+++ Excerpt +++

2.2. Machine-Learning-Based Approaches

As machine learning (ML) thrives in various fields and industries, time series research continues making significant progresses. All time series forecasting methods assume that there exists an underlying relationship between past values and future values. Artificial neural network (ANN) and DL algorithms can outperform traditional models, by better estimating this underlying function when solving complex patterns [16]. The achievements of ANNs and DL algorithms are also recognized, because of their flexibility, generalization and competitive quality.

Multivariate Temporal Convolutional Network (M-TCN) [15] and Multivariate Time Series Forecasting Framework via a Temporal Attention-based Encoder-decoder Model (MTSMFF) [17] are the novel NN structures proposed based on state-of-art of deep learning (DL), in order to improve multivariate time series predictions and adaptively learn inter-series correlation. At the same time, both models require data preprocessing and some degree of human intervention.

3. Methods

This section briefly discusses the theoretical aspects of both traditional time series methods and AutoML-based time series forecasting methods. We primarily introduce the integration of the AutoML framework and examine how these methods address the challenges of multivariate time series.

3.1. Vector Autoregressive (VAR) and Vector Autoregressive Integrated Moving Average (VARIMA)

+++ Information shown +++

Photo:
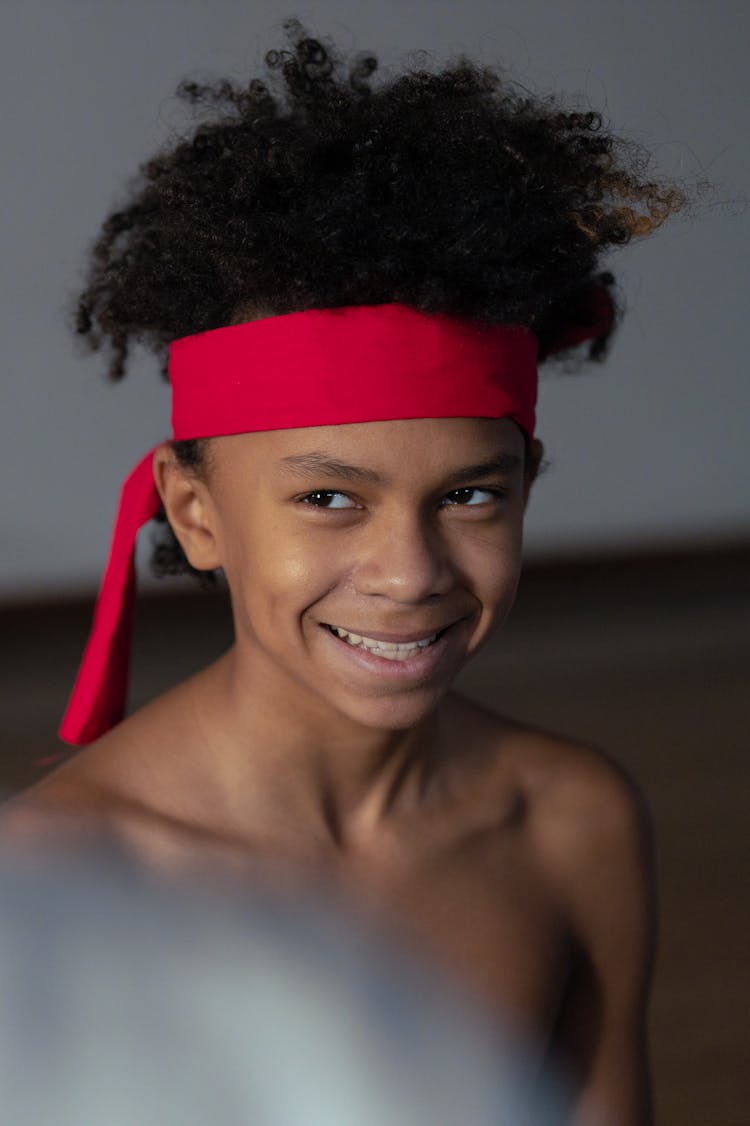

+++

- Instructions to follow -
From the excerpt, copy the stretch from "Multivariate Temporal Convolutional" through "multivariate time series.", but rename "human intervention" to "manual tuning". Work from the excerpt alone; the data plays no part here.

- Task answer -
Multivariate Temporal Convolutional Network (M-TCN) [15] and Multivariate Time Series Forecasting Framework via a Temporal Attention-based Encoder-decoder Model (MTSMFF) [17] are the novel NN structures proposed based on state-of-art of deep learning (DL), in order to improve multivariate time series predictions and adaptively learn inter-series correlation. At the same time, both models require data preprocessing and some degree of manual tuning.

3. Methods

This section briefly discusses the theoretical aspects of both traditional time series methods and AutoML-based time series forecasting methods. We primarily introduce the integration of the AutoML framework and examine how these methods address the challenges of multivariate time series.